WHAT THE EXERCISE ASKS
Rewrite every line of the listing below, replacing "several separate parts" with "multiple disconnected pieces" throughout and leaving everything else unchanged.

Annotation records
START
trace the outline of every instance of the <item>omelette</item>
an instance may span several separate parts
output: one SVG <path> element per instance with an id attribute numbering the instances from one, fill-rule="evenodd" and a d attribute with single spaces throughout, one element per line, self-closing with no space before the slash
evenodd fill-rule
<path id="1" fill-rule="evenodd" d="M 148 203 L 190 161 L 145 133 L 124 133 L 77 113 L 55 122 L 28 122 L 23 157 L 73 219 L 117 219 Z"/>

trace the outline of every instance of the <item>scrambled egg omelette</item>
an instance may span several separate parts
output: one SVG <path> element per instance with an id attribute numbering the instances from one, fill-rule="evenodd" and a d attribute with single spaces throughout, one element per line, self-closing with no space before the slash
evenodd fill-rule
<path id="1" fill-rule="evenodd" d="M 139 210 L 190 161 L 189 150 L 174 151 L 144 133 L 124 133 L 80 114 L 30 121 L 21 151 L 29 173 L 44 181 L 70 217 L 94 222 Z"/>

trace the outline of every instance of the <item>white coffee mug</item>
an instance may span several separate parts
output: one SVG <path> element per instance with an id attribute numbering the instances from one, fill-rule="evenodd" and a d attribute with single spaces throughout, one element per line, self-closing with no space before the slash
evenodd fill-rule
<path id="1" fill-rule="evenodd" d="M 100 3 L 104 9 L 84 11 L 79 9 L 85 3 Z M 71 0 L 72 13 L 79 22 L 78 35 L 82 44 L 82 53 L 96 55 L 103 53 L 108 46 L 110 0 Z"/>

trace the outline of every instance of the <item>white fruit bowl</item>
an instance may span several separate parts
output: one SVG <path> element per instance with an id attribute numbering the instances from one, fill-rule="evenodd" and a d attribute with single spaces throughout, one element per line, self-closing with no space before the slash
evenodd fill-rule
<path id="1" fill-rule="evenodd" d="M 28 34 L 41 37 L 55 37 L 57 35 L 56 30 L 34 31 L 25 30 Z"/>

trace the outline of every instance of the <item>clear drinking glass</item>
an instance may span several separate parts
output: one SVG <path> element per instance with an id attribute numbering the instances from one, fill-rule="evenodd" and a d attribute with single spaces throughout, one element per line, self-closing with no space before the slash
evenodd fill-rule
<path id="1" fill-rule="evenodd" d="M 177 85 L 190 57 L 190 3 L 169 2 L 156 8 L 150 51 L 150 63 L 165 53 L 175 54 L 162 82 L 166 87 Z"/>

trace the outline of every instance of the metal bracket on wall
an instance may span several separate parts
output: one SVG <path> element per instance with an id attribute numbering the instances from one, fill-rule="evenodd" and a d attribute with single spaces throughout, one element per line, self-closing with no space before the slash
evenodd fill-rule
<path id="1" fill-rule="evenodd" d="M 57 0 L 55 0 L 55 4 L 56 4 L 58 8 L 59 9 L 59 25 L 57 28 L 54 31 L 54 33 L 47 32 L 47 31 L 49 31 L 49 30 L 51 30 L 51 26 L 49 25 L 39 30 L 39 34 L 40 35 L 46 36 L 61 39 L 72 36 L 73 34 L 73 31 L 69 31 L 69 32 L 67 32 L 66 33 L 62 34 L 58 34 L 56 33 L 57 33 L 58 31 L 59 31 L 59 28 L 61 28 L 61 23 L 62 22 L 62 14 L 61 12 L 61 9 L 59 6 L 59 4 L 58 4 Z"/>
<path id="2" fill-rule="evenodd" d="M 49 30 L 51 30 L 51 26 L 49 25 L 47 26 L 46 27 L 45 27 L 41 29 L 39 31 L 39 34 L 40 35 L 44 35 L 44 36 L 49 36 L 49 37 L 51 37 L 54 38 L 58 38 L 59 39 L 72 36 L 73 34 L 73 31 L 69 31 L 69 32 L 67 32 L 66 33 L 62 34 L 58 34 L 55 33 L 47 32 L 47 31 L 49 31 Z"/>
END
WORKED ANSWER
trace the outline of every instance of the <item>omelette</item>
an instance may span multiple disconnected pieces
output: one SVG <path> element per instance with an id attribute numbering the instances from one, fill-rule="evenodd" and a d attribute with single spaces throughout, one element per line, self-closing with no space before the slash
evenodd fill-rule
<path id="1" fill-rule="evenodd" d="M 148 203 L 190 161 L 145 133 L 124 133 L 77 113 L 55 122 L 28 122 L 23 157 L 73 219 L 117 219 Z"/>

trace the outline of every instance of the <item>scrambled egg omelette</item>
an instance may span multiple disconnected pieces
output: one SVG <path> element per instance with an id attribute numbering the instances from one, fill-rule="evenodd" and a d attribute with single spaces throughout, one element per line, self-closing with no space before the slash
evenodd fill-rule
<path id="1" fill-rule="evenodd" d="M 139 210 L 190 161 L 189 150 L 174 151 L 144 133 L 124 133 L 80 114 L 30 121 L 21 151 L 29 173 L 44 181 L 70 217 L 94 222 Z"/>

trace the outline of every instance of the <item>white coffee mug</item>
an instance may span multiple disconnected pieces
output: one SVG <path> element per instance with an id attribute numbering the instances from one, fill-rule="evenodd" and a d attribute with single spaces throughout, one element per line, self-closing with no space before the slash
evenodd fill-rule
<path id="1" fill-rule="evenodd" d="M 100 3 L 104 9 L 84 11 L 79 9 L 85 3 Z M 71 0 L 72 13 L 79 22 L 78 35 L 82 44 L 82 53 L 96 55 L 103 53 L 108 46 L 110 0 Z"/>

trace the outline of every instance of the <item>white fruit bowl</item>
an instance may span multiple disconnected pieces
output: one SVG <path> element per instance with an id attribute numbering the instances from one, fill-rule="evenodd" and a d attribute with single spaces throughout, one element per line, self-closing with no space before the slash
evenodd fill-rule
<path id="1" fill-rule="evenodd" d="M 28 34 L 41 37 L 55 37 L 57 35 L 56 30 L 34 31 L 25 30 Z"/>

trace the outline of every instance of the <item>clear drinking glass</item>
an instance may span multiple disconnected pieces
output: one SVG <path> element per instance with an id attribute numbering the instances from one, fill-rule="evenodd" and a d attribute with single spaces throughout, one element per line, self-closing with no space before the slash
evenodd fill-rule
<path id="1" fill-rule="evenodd" d="M 177 85 L 190 57 L 190 3 L 169 2 L 156 8 L 150 51 L 150 63 L 165 53 L 175 54 L 162 82 L 166 87 Z"/>

trace the outline of every instance of the metal bracket on wall
an instance may span multiple disconnected pieces
output: one SVG <path> element per instance with an id attribute numbering the instances from one, fill-rule="evenodd" and a d attribute with single spaces throughout, one element per line, self-closing with no space before the slash
evenodd fill-rule
<path id="1" fill-rule="evenodd" d="M 57 0 L 55 0 L 55 4 L 56 4 L 58 8 L 59 9 L 59 25 L 57 28 L 54 31 L 54 33 L 47 32 L 47 31 L 49 31 L 49 30 L 51 30 L 51 26 L 49 25 L 39 30 L 39 34 L 40 35 L 46 36 L 61 39 L 72 36 L 73 34 L 73 31 L 69 31 L 69 32 L 67 32 L 66 33 L 62 34 L 58 34 L 56 33 L 57 33 L 58 31 L 59 31 L 59 28 L 61 28 L 61 23 L 62 22 L 62 14 L 61 12 L 61 9 L 59 6 L 59 4 L 58 4 Z"/>
<path id="2" fill-rule="evenodd" d="M 49 30 L 51 30 L 51 26 L 49 25 L 47 26 L 46 27 L 45 27 L 41 29 L 39 31 L 39 34 L 40 35 L 44 35 L 44 36 L 49 36 L 49 37 L 51 37 L 54 38 L 58 38 L 59 39 L 72 36 L 73 34 L 73 31 L 69 31 L 69 32 L 67 32 L 66 33 L 62 34 L 58 34 L 55 33 L 47 32 L 47 31 L 49 31 Z"/>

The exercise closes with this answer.